Go over the listing below line by line, and return each one holding the string "could".
(Data under study)
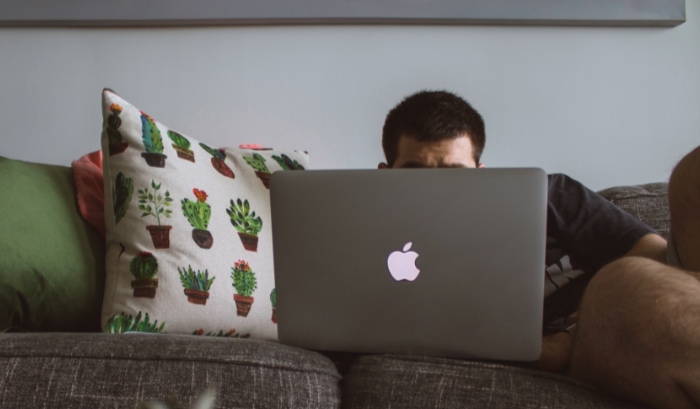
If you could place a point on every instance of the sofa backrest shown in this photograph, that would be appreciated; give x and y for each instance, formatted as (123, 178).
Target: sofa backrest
(648, 203)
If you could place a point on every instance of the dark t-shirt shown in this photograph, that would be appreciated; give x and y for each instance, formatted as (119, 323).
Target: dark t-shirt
(584, 232)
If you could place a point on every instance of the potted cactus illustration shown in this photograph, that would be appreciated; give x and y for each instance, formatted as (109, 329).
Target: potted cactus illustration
(181, 146)
(246, 222)
(152, 141)
(198, 213)
(273, 300)
(257, 162)
(217, 160)
(144, 268)
(244, 282)
(152, 203)
(122, 191)
(116, 143)
(287, 163)
(197, 285)
(119, 324)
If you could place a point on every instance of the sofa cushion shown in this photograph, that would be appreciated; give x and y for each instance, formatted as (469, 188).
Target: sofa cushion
(116, 371)
(189, 242)
(647, 202)
(394, 381)
(52, 263)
(End Data under study)
:: Result for this task ::
If you could place a point on every instance of the sofa backrest shown in this photograph, that would be appreciated; give x and y for each instance, formatted as (123, 178).
If you could place a point on every instance of the dark t-shirt shown in this photograph, that would be appreciated; give x and y for each instance, formatted as (119, 323).
If you could place a point on every instance of the potted cactus illustration shown in this photograph, that would be appreciated; give x and y for each instance, formatted as (109, 329).
If you could place a point on every instance of the sofa cushion shown in this photograph, that would be appreciated; give x and y for each instance, formatted as (469, 188).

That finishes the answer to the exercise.